# Work instructions
A - Answer these questions from the CBAM article:
(i) Which months and year does the transition phase of CBAM cover?
(ii) What range of additional levies may India's steel and aluminum industries face if they don't comply with EU standards?
(iii) By what year has India set a target to achieve net zero?
B - Output the stretch of the CBAM article from "CBAM mandates nations" through "percent, by 2030.", word for word.
C - For each statement, say whether it agrees with the CBAM article, and quote the words that decide it:
(i) India aims to reduce the carbon intensity of its economy by at least 45 percent by 2030.
(ii) India is planning its carbon tax particularly for exports to Asian nations.
(iii) Cement is one of the sectors whose Indian exporters the new mandate may pinch.

# Page text
>> start
As India plans its carbon tax, it is likely to accept the EU’s Carbon Border Adjustment Mechanism (CBAM)

India is set to comply with the EU’s default carbon emissions calculations during the transition phase (Jan 2024-June 2024) of CBAM.

CBAM mandates nations to process values for calculating carbon emissions during the production of identified polluting items. India’s steel and aluminum industries may face additional levies of 20-35% if they don’t comply with EU standards. Little wonder, the new mandate may pinch the Indian exporters from sectors such as steel, cement, aluminum, and fertilizer. That doesn’t mean the sectors are insulated, they also will have to follow suit soon.

Meanwhile, India is planning its carbon tax, particularly for exports to European nations.

India, which has set a target to achieve net zero by 2070, aims to reduce the total projected carbon emissions by one billion metric tons and reduce the carbon intensity of its economy by at least 45 percent, by 2030.
>> end
(Excerpts from a point labeling dataset)
>> start
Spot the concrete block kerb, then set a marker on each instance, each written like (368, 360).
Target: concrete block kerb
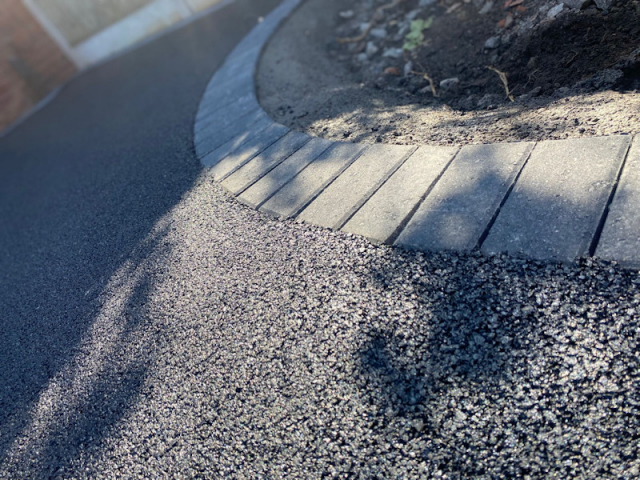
(553, 200)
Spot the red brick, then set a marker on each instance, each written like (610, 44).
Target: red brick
(31, 64)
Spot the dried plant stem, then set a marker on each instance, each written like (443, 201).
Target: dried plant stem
(505, 83)
(376, 17)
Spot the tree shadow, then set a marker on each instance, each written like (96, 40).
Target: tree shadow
(84, 187)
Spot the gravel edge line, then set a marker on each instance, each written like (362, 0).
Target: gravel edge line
(231, 129)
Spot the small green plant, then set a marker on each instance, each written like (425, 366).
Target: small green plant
(415, 37)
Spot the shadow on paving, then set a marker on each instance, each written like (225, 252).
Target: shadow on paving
(83, 186)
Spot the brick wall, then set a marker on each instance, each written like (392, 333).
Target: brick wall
(31, 64)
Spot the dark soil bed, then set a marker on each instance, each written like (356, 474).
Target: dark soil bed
(482, 72)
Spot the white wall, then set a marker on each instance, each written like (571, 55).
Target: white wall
(85, 49)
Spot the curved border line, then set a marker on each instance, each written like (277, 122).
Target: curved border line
(474, 197)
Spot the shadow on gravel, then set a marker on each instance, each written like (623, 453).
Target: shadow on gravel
(83, 185)
(508, 367)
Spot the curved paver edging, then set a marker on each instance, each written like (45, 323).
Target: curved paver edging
(549, 200)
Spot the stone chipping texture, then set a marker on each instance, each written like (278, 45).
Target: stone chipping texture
(239, 346)
(163, 330)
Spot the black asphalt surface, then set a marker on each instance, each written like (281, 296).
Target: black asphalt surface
(152, 327)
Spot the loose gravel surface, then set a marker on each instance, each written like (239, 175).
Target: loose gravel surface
(307, 82)
(243, 347)
(162, 330)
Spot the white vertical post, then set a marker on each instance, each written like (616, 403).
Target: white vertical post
(53, 32)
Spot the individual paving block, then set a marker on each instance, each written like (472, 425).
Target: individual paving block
(620, 239)
(216, 145)
(247, 151)
(259, 165)
(355, 185)
(557, 203)
(460, 206)
(226, 116)
(296, 194)
(382, 214)
(268, 185)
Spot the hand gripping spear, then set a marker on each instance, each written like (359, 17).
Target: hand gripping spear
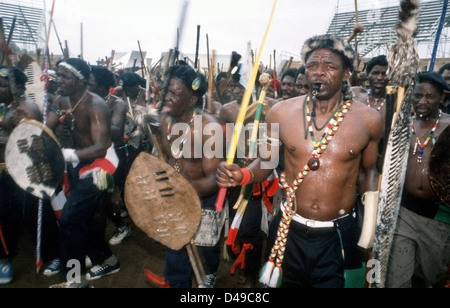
(246, 190)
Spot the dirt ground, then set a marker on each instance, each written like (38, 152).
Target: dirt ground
(135, 253)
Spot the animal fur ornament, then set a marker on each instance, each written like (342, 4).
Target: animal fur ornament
(403, 67)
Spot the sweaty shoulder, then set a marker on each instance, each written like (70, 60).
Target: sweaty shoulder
(369, 116)
(97, 100)
(359, 93)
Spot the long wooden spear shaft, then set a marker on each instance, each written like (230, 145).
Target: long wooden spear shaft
(143, 67)
(196, 48)
(7, 42)
(356, 21)
(59, 41)
(243, 110)
(438, 35)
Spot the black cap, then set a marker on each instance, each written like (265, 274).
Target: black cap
(435, 79)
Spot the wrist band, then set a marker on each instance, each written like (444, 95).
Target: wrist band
(247, 176)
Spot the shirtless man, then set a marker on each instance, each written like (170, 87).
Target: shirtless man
(90, 165)
(376, 97)
(421, 243)
(444, 70)
(100, 82)
(322, 199)
(14, 107)
(182, 104)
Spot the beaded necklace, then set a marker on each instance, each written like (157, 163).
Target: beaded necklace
(271, 271)
(378, 108)
(63, 113)
(178, 152)
(418, 143)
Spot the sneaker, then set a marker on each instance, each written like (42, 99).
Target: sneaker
(88, 262)
(99, 271)
(120, 234)
(53, 268)
(6, 273)
(209, 281)
(71, 285)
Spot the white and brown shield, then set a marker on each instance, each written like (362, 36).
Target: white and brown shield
(161, 202)
(34, 159)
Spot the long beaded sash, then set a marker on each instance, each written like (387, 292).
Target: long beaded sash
(271, 272)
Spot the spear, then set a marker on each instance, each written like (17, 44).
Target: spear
(247, 190)
(243, 110)
(438, 35)
(196, 48)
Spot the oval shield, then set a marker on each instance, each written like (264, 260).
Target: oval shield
(161, 202)
(34, 159)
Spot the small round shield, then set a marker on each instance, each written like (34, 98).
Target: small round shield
(439, 166)
(34, 159)
(161, 202)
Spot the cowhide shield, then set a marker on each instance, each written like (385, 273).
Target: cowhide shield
(34, 158)
(439, 167)
(161, 202)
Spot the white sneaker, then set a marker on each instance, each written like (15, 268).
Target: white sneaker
(119, 235)
(53, 268)
(88, 262)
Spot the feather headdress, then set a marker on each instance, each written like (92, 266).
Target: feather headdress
(403, 57)
(403, 67)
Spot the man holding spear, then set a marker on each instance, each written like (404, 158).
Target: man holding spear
(320, 186)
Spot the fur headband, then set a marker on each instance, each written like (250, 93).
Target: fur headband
(332, 43)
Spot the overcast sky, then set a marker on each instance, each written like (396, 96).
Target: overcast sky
(229, 24)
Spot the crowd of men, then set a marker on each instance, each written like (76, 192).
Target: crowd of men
(325, 127)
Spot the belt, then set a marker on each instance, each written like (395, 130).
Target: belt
(311, 222)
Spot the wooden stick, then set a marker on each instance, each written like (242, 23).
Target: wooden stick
(196, 48)
(243, 110)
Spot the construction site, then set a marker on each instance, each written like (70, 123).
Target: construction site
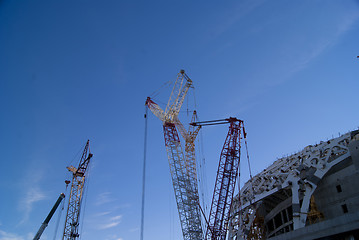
(311, 194)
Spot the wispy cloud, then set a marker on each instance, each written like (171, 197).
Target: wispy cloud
(9, 236)
(238, 12)
(104, 198)
(33, 195)
(113, 222)
(318, 46)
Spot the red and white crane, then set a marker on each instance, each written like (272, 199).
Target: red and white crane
(71, 229)
(228, 170)
(182, 166)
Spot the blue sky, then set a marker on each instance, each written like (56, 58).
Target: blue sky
(77, 70)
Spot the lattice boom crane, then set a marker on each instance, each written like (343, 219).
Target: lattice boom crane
(76, 193)
(182, 167)
(227, 173)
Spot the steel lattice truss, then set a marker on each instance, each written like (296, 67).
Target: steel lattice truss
(298, 174)
(73, 210)
(225, 183)
(182, 166)
(185, 192)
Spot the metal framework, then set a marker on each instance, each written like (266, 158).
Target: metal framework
(295, 178)
(227, 173)
(76, 193)
(182, 166)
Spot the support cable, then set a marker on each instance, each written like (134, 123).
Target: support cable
(249, 165)
(144, 174)
(60, 213)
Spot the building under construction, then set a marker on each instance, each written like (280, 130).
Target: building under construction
(312, 194)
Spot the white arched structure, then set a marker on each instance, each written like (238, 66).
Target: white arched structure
(278, 199)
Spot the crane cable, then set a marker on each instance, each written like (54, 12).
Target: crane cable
(249, 165)
(144, 175)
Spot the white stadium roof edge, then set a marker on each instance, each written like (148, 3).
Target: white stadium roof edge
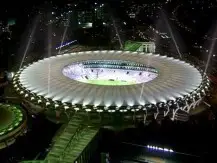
(176, 79)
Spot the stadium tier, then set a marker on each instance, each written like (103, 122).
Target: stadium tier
(112, 81)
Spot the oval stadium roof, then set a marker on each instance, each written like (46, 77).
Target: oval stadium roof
(175, 79)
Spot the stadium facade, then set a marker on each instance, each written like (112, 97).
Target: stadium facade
(107, 82)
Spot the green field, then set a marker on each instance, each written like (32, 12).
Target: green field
(5, 118)
(109, 82)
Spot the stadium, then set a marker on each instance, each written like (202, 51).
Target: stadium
(12, 124)
(106, 82)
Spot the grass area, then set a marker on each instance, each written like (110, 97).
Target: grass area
(109, 82)
(5, 117)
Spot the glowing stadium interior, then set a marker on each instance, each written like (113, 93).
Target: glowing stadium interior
(177, 85)
(108, 72)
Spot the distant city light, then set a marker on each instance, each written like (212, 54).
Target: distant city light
(66, 44)
(159, 149)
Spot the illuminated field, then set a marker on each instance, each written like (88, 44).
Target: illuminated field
(110, 82)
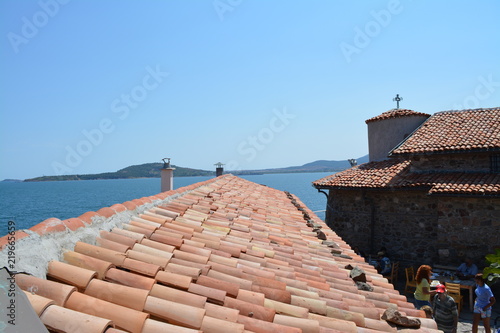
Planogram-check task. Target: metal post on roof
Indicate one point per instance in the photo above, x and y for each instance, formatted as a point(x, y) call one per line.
point(397, 99)
point(166, 164)
point(218, 170)
point(167, 175)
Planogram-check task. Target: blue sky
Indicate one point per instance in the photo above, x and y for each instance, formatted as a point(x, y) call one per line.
point(95, 86)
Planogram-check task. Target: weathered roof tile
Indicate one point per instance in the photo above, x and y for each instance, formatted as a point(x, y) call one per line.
point(230, 256)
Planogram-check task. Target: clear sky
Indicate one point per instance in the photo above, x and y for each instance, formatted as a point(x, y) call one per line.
point(95, 86)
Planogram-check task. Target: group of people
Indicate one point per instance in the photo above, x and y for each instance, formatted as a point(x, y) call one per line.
point(443, 308)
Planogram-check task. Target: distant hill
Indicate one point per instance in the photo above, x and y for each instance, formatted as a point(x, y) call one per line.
point(152, 170)
point(148, 170)
point(316, 166)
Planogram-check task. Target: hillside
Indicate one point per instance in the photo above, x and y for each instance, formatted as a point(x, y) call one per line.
point(148, 170)
point(152, 170)
point(316, 166)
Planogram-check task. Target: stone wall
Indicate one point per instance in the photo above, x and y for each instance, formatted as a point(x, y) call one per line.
point(468, 227)
point(451, 162)
point(416, 228)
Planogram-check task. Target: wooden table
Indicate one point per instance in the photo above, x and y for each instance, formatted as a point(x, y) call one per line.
point(464, 284)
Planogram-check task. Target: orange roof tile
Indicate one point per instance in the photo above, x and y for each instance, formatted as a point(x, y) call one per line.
point(373, 174)
point(451, 131)
point(394, 173)
point(396, 113)
point(235, 256)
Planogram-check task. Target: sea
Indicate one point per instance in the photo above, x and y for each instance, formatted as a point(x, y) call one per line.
point(29, 203)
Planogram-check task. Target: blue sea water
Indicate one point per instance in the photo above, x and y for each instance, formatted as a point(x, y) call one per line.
point(30, 203)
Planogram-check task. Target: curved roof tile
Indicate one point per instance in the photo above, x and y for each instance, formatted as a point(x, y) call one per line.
point(447, 131)
point(227, 254)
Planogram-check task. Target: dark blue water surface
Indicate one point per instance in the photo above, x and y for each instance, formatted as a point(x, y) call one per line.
point(30, 203)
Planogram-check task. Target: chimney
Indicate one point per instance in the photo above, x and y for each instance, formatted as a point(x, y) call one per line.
point(167, 176)
point(219, 169)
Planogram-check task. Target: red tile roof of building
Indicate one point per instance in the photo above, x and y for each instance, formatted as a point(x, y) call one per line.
point(225, 255)
point(397, 113)
point(394, 173)
point(466, 130)
point(373, 174)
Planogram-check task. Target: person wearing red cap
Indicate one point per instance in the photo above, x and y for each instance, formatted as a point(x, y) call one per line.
point(445, 310)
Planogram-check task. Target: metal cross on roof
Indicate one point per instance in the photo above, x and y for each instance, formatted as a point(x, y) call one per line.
point(397, 99)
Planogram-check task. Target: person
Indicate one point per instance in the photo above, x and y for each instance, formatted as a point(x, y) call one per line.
point(428, 311)
point(445, 310)
point(467, 270)
point(423, 291)
point(483, 304)
point(384, 264)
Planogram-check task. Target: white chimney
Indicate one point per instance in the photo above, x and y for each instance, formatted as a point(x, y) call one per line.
point(167, 176)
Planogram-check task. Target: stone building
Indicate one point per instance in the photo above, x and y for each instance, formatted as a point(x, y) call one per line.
point(431, 191)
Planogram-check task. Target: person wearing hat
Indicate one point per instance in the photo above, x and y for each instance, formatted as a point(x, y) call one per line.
point(445, 310)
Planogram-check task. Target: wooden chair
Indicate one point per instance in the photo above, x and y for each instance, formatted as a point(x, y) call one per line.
point(393, 277)
point(453, 290)
point(410, 279)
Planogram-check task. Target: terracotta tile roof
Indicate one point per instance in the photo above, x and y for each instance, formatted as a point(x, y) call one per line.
point(396, 113)
point(466, 130)
point(372, 174)
point(226, 255)
point(454, 182)
point(394, 173)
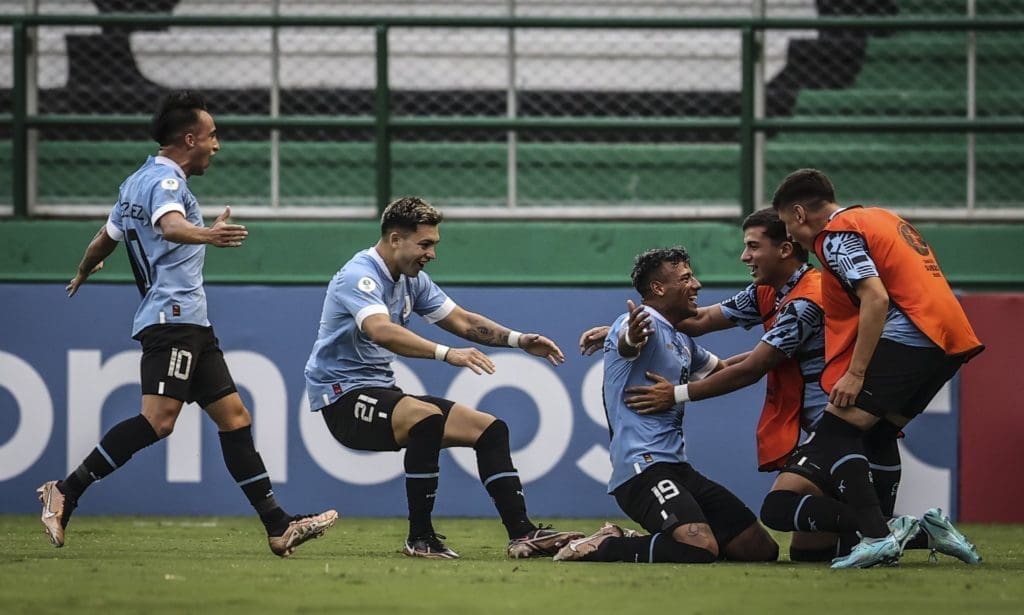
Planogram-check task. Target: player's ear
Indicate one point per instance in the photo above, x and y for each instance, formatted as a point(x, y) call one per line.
point(785, 249)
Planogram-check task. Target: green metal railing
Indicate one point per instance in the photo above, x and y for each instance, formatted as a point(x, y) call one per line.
point(383, 122)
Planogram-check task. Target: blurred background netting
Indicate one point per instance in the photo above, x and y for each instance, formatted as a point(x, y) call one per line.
point(529, 73)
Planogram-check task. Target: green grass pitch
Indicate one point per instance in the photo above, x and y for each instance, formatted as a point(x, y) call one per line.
point(222, 565)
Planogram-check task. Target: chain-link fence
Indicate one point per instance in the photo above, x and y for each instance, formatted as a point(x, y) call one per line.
point(527, 73)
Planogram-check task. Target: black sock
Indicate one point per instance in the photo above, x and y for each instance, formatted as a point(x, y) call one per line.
point(117, 446)
point(824, 554)
point(790, 512)
point(654, 548)
point(843, 443)
point(494, 460)
point(246, 467)
point(422, 451)
point(919, 541)
point(881, 445)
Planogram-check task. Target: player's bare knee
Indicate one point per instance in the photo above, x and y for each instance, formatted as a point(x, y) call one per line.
point(496, 434)
point(696, 534)
point(409, 412)
point(753, 544)
point(163, 423)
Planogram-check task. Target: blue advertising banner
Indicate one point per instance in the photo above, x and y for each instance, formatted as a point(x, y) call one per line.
point(69, 370)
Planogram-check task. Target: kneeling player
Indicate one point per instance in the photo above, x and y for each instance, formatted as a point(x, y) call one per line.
point(691, 519)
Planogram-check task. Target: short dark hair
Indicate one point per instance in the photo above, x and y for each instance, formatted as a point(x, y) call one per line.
point(808, 187)
point(408, 213)
point(768, 219)
point(647, 263)
point(178, 112)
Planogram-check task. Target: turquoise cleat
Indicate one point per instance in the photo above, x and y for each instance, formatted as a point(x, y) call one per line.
point(945, 538)
point(904, 528)
point(871, 552)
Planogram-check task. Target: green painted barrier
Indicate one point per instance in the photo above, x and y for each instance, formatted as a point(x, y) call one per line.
point(974, 256)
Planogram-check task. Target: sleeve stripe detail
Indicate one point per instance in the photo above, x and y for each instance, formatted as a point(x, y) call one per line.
point(164, 209)
point(441, 312)
point(369, 311)
point(116, 233)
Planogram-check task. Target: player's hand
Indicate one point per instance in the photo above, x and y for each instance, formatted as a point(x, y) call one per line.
point(593, 339)
point(538, 345)
point(225, 234)
point(638, 325)
point(846, 390)
point(80, 278)
point(656, 398)
point(470, 357)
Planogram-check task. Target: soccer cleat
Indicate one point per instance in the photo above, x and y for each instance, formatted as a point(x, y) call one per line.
point(302, 528)
point(870, 552)
point(430, 546)
point(56, 512)
point(945, 538)
point(542, 542)
point(581, 547)
point(903, 528)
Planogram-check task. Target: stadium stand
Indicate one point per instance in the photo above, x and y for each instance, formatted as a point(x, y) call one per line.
point(440, 72)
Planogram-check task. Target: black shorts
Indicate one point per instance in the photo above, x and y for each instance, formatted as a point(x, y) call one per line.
point(902, 380)
point(667, 495)
point(184, 362)
point(806, 462)
point(361, 418)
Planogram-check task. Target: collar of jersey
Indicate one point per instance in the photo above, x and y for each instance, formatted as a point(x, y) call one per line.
point(380, 263)
point(163, 160)
point(837, 212)
point(794, 279)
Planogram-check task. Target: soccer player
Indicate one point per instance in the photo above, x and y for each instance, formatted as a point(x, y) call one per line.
point(895, 334)
point(785, 299)
point(691, 519)
point(159, 220)
point(349, 379)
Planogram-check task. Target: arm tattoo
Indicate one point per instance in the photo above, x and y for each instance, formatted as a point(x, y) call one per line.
point(481, 331)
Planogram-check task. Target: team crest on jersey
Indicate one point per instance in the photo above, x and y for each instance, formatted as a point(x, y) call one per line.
point(913, 238)
point(367, 284)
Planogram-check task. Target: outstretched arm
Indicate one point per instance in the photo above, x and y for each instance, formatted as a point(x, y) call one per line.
point(222, 233)
point(99, 248)
point(400, 341)
point(479, 328)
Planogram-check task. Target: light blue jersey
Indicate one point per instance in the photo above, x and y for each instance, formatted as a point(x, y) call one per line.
point(343, 357)
point(640, 440)
point(798, 333)
point(169, 275)
point(847, 255)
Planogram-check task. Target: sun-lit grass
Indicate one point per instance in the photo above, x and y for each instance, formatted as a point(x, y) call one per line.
point(217, 565)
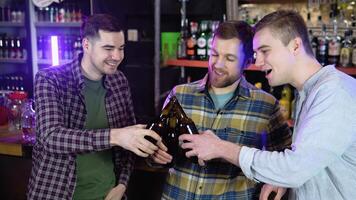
>> end
# Solutions for each task
A -
(i) January 2024 through June 2024.
(ii) 20-35%.
(iii) 2070.

B -
CBAM mandates nations to process values for calculating carbon emissions during the production of identified polluting items. India’s steel and aluminum industries may face additional levies of 20-35% if they don’t comply with EU standards. Little wonder, the new mandate may pinch the Indian exporters from sectors such as steel, cement, aluminum, and fertilizer. That doesn’t mean the sectors are insulated, they also will have to follow suit soon.

Meanwhile, India is planning its carbon tax, particularly for exports to European nations.

India, which has set a target to achieve net zero by 2070, aims to reduce the total projected carbon emissions by one billion metric tons and reduce the carbon intensity of its economy by at least 45 percent, by 2030.

C -
(i) Yes: "reduce the carbon intensity of its economy by at least 45 percent, by 2030."
(ii) No: "India is planning its carbon tax, particularly for exports to European nations."
(iii) Yes: "the new mandate may pinch the Indian exporters from sectors such as steel, cement, aluminum, and fertilizer."